Marcelo
Ramírez Ramírez
En Veracruz, en la aldea, para decirlo con el lenguaje
de los periodistas xalapeños, el licenciado Patricio Chirinos Calero, enviado
por el Presidente Carlos Salinas de Gortari, ganó la gubernatura para el
sexenio 1992-1998. Lo de siempre: el político formado en el altiplano, dotado
de innegables cualidades, entre las cuales se contaban la honradez, la seriedad
y la austeridad, era un desconocido para los veracruzanos y, dentro de la misma
clase política pocos lo conocían realmente. Su fuerza provenía de su relación
personal con el licenciado Carlos Salinas de Gortari. El ingenio popular le
puso el mote de la ardilla porque
siempre estaba en Los Pinos. Fue un
buen gobernador; a su salida dejó en caja 700 millones de pesos, para que la
nueva administración pudiera hacer frente al pago de aguinaldos y demás gastos
urgentes. Con el licenciado chirinos fui director del Instituto Veracruzano de
Cultura (IVEC), poco más de un año, con un desempeño discreto, dando al escaso presupuesto
un uso racional. De mi labor me quedó la satisfacción de dos programas que
impulsé decididamente: el de los Círculos
de lectura y el de las Becas para
jóvenes creadores de cultura de las comunidades indígenas. No contando con
presupuesto para este segundo programa, lo cual di a conocer en la reunión del
Consejo del IVEC, del que formaba parte don Antonio Exsome, éste, sin yo
conocerlo, se acercó a mí al final de la reunión y me pregunto: ¿cuántas becas dice usted que necesita para
los jóvenes indígenas? Veinticinco becas de mil pesos mensuales cada una, le
respondí. Muy bien, me dijo y acentuando las palabras con el movimiento afirmativo
de la cabeza agregó: cuente con ellas a
partir de la próxima quincena; quien usted designe puede pasar con mi
secretaria privada a recibir los cheques; sólo hágame llegar los datos de los
becarios. Y como acordamos así se hizo. Cuento la anécdota, porque tales
gestos no deben quedar en el olvido; ante tantas muestras de egoísmo, violencia,
insolidaridad, debemos subrayar los ejemplos contrarios, más valiosos por ser
menos. En mi carácter de director del IVEC,
invariablemente conté con el respaldo del gobernador Patricio Chirinos y, en un
momento de apuro de la Institución, del Secretario de gobierno, Miguel Ángel
Yunes Linares, quien actuó de inmediato apoyando la solicitud que había
presentado.

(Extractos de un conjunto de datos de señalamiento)
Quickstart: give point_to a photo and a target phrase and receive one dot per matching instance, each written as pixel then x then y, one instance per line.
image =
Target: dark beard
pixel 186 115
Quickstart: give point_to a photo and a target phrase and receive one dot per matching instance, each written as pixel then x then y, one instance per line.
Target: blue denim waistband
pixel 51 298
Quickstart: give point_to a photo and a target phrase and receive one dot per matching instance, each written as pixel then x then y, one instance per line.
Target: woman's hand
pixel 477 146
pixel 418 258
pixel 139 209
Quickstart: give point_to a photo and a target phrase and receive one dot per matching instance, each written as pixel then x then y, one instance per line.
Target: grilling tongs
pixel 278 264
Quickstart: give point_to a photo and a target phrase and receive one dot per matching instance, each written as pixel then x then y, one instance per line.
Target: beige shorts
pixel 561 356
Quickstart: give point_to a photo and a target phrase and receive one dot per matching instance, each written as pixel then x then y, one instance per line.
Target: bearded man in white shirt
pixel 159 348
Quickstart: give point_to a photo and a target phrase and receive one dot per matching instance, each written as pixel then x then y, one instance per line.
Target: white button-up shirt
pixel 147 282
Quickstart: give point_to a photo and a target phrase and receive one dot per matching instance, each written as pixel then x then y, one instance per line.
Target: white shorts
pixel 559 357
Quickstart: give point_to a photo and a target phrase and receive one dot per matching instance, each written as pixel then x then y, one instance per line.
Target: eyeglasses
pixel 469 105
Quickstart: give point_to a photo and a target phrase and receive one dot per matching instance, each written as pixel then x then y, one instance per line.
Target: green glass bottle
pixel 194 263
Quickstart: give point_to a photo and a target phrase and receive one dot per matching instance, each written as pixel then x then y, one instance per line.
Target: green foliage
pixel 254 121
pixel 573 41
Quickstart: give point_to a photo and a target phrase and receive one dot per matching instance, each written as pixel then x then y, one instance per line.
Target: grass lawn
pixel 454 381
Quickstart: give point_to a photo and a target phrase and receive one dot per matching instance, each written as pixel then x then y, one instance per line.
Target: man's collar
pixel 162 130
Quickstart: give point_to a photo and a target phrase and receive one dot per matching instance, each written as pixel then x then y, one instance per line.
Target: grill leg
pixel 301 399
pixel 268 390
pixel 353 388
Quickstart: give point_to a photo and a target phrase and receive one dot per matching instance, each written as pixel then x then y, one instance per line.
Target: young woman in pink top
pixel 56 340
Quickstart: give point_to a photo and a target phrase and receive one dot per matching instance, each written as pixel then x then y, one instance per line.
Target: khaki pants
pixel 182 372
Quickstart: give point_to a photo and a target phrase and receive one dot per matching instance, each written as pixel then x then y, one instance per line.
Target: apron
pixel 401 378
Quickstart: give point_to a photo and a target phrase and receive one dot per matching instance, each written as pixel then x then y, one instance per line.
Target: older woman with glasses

◆ Objetivo del ejercicio ◆
Responda estas preguntas a partir del texto citado:
1. ¿Para qué sexenio ganó Patricio Chirinos Calero la gubernatura de Veracruz?
2. ¿Cuánto dinero dejó en caja al terminar su gestión?
3. ¿Cuántas becas se pidieron para los jóvenes indígenas y de qué monto mensual era cada una?
Los registros no guardan relación alguna con el texto citado.

◆ Respuesta escrita ◆
1. Para el sexenio 1992-1998.
2. 700 millones de pesos.
3. Veinticinco becas de mil pesos mensuales cada una.